◆ **STATED PROBLEM A**:
In the weight-loss blog post, how much does Mandi say she currently weighs?
◆ **STATED PROBLEM B**:
Arrange the lines of the records, from the line containing "Above you see an image. Please scan it for car windshield" through the line containing "[282,150,303,170]", inclusive, as a JSON list of strings with one string per line and no blank lines.

◆ **PROVIDED TEXT**:
Archive for June, 2009

Jun 21 2009

A Painful Truth

Be alerted, gentle readers. This post contains an inconvenient and painful truth.  (It’s painful to me too.)

As my posts under the category of “philosophy of weight loss” will attest, I am interested in the personal philosophies and psychological aspects of weight loss. But I have been dancing around a fundamental point. I found a blog post from a motivational speaker in Australia, Craig Harper, who put it right out there.

One of Craig’s readers, Mandi, writes [condensed here]:

Please, please, please, please help me….I currently weigh 104 kilos and often cry when I look in the mirror. As you always say “I know what to do but I don’t do what I know.” I am so sick of myself and the way I constantly shoot myself in the foot that I don’t know what to do any more….Why do I continue to self-sabotage when I hate the way I look and feel?…

Mandi’s lament sounds familiar to me–painfully familiar. She describes a vulnerable, stuck place that makes me ache.

[Items from a dataset]

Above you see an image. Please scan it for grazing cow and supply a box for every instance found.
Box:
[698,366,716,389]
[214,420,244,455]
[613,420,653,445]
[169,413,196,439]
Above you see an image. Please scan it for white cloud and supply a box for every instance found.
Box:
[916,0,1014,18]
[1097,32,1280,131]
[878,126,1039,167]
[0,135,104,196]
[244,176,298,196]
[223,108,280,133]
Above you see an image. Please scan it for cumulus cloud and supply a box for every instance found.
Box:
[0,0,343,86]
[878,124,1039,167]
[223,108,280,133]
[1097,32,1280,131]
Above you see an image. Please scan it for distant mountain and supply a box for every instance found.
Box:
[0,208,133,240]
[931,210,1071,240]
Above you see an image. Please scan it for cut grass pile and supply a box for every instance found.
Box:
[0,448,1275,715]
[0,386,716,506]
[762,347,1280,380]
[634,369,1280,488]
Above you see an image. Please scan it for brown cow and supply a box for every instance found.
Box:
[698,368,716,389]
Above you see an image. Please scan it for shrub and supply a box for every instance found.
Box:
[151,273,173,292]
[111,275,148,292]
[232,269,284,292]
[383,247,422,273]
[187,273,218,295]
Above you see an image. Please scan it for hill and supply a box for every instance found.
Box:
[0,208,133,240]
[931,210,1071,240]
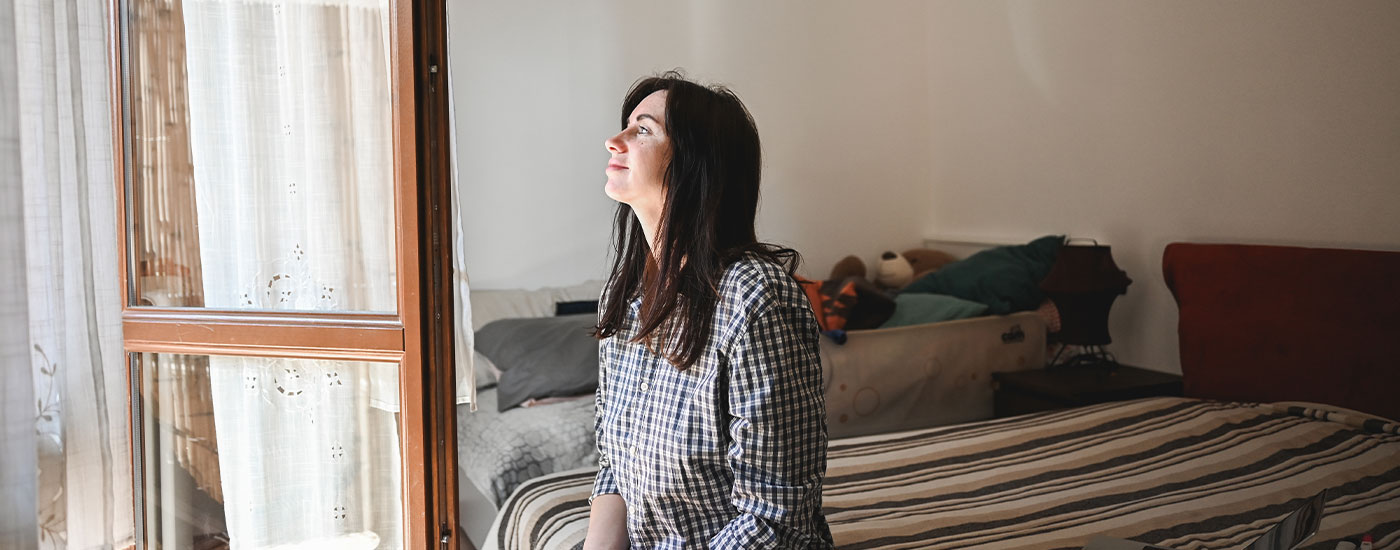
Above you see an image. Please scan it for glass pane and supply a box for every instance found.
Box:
[133,353,403,550]
[126,0,396,312]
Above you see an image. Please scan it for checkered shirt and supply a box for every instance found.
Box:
[589,255,832,549]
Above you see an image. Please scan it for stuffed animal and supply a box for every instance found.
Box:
[900,248,958,281]
[826,248,958,291]
[826,256,865,281]
[875,251,914,290]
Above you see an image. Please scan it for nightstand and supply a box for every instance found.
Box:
[991,365,1182,417]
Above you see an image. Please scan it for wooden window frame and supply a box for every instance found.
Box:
[108,0,469,550]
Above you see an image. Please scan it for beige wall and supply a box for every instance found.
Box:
[449,0,1400,371]
[925,0,1400,371]
[448,0,932,288]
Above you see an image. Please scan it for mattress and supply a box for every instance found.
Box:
[484,397,1400,550]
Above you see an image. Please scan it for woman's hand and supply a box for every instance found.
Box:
[584,494,630,550]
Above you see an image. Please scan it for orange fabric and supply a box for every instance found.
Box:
[797,277,855,332]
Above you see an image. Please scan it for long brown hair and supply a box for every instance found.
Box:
[594,71,801,371]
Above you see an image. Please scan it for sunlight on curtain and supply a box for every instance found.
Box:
[183,0,403,549]
[0,0,133,549]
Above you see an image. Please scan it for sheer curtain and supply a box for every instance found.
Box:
[0,0,133,549]
[183,0,403,549]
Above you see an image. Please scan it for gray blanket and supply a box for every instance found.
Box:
[456,388,598,505]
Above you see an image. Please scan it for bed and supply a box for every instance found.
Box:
[456,281,1046,546]
[484,397,1400,550]
[484,244,1400,550]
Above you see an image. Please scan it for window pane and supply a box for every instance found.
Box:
[133,353,403,549]
[126,0,396,312]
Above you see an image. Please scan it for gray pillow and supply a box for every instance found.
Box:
[476,313,598,411]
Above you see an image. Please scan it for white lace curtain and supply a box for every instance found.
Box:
[182,0,403,549]
[0,0,472,549]
[0,0,133,549]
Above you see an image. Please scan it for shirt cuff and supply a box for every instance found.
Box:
[588,467,619,505]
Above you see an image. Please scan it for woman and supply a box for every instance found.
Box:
[584,73,832,549]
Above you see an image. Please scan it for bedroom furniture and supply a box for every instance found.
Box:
[1040,239,1133,365]
[1162,244,1400,418]
[483,397,1400,550]
[486,245,1400,550]
[458,281,1046,546]
[820,312,1046,438]
[991,364,1182,418]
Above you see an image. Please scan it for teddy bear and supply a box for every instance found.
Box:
[827,248,958,291]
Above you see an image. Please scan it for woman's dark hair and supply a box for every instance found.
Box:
[594,71,801,371]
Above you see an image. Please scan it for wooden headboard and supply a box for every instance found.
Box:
[1162,242,1400,420]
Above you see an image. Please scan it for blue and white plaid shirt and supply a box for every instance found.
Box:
[589,255,832,549]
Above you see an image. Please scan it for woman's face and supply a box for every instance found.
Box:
[603,90,671,216]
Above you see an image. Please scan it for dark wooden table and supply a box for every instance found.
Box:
[991,365,1182,417]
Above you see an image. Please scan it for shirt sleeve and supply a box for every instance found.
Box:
[588,341,617,505]
[710,304,830,549]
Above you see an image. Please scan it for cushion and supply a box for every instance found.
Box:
[476,313,598,411]
[881,294,987,329]
[902,235,1064,315]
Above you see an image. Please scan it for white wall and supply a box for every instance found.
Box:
[924,0,1400,371]
[449,0,1400,371]
[448,0,932,288]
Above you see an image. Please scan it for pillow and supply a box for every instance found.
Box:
[476,313,598,411]
[472,351,501,390]
[881,294,987,329]
[902,235,1064,315]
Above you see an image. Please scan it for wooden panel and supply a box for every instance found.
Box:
[122,308,413,361]
[389,0,433,550]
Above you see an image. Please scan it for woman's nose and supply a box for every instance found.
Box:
[603,132,622,153]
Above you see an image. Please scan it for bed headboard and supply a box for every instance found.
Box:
[1162,242,1400,420]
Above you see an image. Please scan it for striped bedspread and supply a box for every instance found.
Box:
[486,397,1400,550]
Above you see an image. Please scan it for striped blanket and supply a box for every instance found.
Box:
[486,397,1400,550]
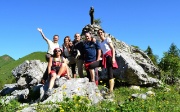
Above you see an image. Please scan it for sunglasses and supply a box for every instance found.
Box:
[55,50,61,53]
[98,32,103,34]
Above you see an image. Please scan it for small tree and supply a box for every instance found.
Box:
[159,43,180,78]
[145,46,158,66]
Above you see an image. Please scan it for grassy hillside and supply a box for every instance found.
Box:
[0,52,46,89]
[0,55,15,68]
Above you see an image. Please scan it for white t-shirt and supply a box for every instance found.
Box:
[47,39,59,55]
[100,37,112,55]
[63,45,71,57]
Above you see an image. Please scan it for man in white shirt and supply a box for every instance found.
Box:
[37,28,59,84]
[37,28,59,62]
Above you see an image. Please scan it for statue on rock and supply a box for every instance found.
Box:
[89,6,94,24]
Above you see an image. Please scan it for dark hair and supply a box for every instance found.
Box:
[52,48,63,57]
[64,36,71,43]
[53,35,59,38]
[98,28,105,33]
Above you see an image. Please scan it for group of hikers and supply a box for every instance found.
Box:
[37,28,118,97]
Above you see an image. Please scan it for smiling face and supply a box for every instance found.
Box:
[85,33,92,41]
[74,33,81,41]
[54,48,62,57]
[97,29,105,40]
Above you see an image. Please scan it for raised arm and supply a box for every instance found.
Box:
[109,42,115,63]
[48,57,52,75]
[37,28,47,41]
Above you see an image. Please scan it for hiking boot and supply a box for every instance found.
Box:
[104,92,114,99]
[45,89,52,96]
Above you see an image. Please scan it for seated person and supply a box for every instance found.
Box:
[46,48,70,96]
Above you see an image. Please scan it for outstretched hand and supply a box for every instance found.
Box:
[37,28,42,32]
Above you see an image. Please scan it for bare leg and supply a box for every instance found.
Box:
[57,63,67,77]
[48,73,56,89]
[89,69,95,82]
[76,59,84,78]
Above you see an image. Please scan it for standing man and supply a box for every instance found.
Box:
[84,33,101,85]
[89,6,94,25]
[73,33,84,78]
[37,28,59,62]
[37,28,59,84]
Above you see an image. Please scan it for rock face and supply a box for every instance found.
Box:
[0,60,103,104]
[81,24,161,86]
[12,60,47,88]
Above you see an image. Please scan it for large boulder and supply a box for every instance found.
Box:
[81,24,161,86]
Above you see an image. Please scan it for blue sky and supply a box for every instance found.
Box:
[0,0,180,60]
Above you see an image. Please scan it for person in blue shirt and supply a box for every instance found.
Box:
[83,32,101,85]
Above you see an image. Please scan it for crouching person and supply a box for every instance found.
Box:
[46,48,71,96]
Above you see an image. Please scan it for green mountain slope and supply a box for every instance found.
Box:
[0,55,15,68]
[0,52,46,89]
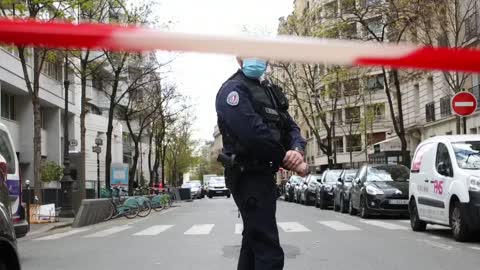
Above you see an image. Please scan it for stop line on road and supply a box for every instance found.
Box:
[33,220,428,241]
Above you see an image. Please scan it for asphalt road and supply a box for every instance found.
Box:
[19,198,480,270]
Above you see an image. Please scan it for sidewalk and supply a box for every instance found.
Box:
[28,218,74,236]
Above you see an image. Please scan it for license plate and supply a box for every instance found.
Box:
[388,200,408,204]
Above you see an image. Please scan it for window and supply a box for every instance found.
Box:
[411,143,433,173]
[413,83,420,118]
[323,0,338,19]
[330,109,343,125]
[42,60,63,81]
[465,12,478,40]
[345,107,360,123]
[364,17,383,39]
[343,79,360,97]
[0,130,16,174]
[1,93,16,120]
[425,102,435,122]
[334,137,343,153]
[87,103,102,115]
[347,135,362,152]
[435,143,453,177]
[367,103,385,120]
[368,132,387,145]
[440,96,452,117]
[367,76,385,91]
[342,0,355,14]
[342,23,357,39]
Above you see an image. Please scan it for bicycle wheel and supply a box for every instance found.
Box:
[138,199,152,217]
[103,201,115,221]
[122,198,140,219]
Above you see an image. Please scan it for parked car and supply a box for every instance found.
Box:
[315,170,342,209]
[409,135,480,241]
[349,164,410,218]
[333,169,357,213]
[300,174,322,205]
[285,175,302,202]
[0,155,20,270]
[207,176,230,199]
[0,123,30,238]
[293,177,307,203]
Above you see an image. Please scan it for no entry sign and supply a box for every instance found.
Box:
[452,92,477,116]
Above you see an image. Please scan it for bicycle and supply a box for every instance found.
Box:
[133,188,152,217]
[104,187,141,220]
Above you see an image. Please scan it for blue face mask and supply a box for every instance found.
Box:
[242,58,267,79]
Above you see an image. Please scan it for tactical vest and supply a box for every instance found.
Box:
[218,71,290,159]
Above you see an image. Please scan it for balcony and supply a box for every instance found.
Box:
[425,101,435,123]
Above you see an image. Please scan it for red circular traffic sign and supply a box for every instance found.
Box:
[452,92,477,116]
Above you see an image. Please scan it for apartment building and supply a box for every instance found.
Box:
[0,47,156,193]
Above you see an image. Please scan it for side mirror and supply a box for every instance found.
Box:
[437,161,450,176]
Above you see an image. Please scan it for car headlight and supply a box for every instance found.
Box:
[468,176,480,191]
[367,186,384,195]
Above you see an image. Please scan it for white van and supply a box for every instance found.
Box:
[409,135,480,241]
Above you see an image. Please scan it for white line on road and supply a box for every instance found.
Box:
[85,225,132,238]
[34,228,90,241]
[183,224,215,235]
[318,220,360,231]
[417,239,454,250]
[134,225,173,236]
[277,222,310,232]
[362,220,408,230]
[235,223,243,234]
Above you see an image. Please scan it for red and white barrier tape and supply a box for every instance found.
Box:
[0,19,480,72]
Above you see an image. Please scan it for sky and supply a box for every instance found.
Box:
[155,0,294,141]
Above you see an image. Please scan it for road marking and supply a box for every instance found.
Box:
[183,224,215,235]
[417,239,454,250]
[318,220,360,231]
[85,225,132,238]
[235,223,243,234]
[34,228,90,241]
[134,225,173,236]
[277,222,310,232]
[362,220,408,230]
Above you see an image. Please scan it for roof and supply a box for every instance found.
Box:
[422,134,480,143]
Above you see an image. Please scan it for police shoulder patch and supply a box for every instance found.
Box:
[227,91,240,106]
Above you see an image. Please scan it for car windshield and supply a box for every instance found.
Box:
[325,171,342,183]
[452,141,480,170]
[343,170,357,182]
[367,165,410,182]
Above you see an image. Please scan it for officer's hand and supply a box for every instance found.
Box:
[293,162,308,177]
[282,150,303,170]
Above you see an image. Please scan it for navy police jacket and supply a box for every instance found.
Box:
[215,70,306,167]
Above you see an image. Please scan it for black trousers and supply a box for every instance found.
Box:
[232,173,284,270]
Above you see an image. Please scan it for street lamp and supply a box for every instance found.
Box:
[59,54,75,218]
[25,179,31,224]
[92,137,103,198]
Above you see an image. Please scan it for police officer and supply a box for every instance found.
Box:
[216,58,307,270]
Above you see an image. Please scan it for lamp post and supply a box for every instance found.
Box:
[92,137,103,198]
[59,54,75,218]
[25,179,31,224]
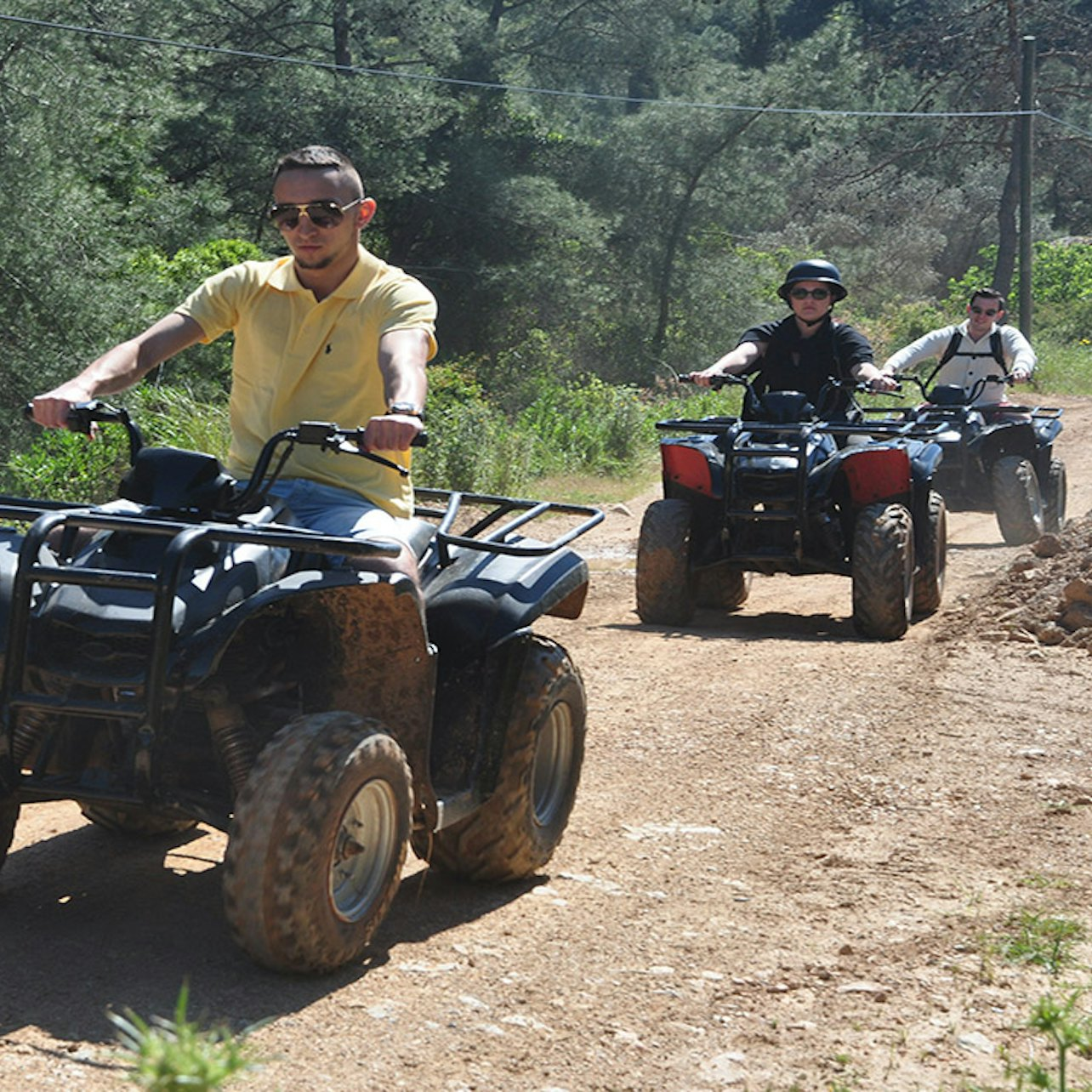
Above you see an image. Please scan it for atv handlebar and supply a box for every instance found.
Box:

◆ **RESPONSE A**:
104 kilos

◆ **RESPONSE B**:
[
  "Above you see an image. Please scan it for car windshield and supply a box for every instance found.",
  "Box:",
  "[325,171,342,183]",
  "[452,141,480,170]",
  "[343,170,357,182]",
  "[367,165,410,182]",
  "Above you see an image. Please scan it for officer's hand and supply a box for every instance found.",
  "Box:",
  "[293,162,308,177]",
  "[282,150,303,170]"
]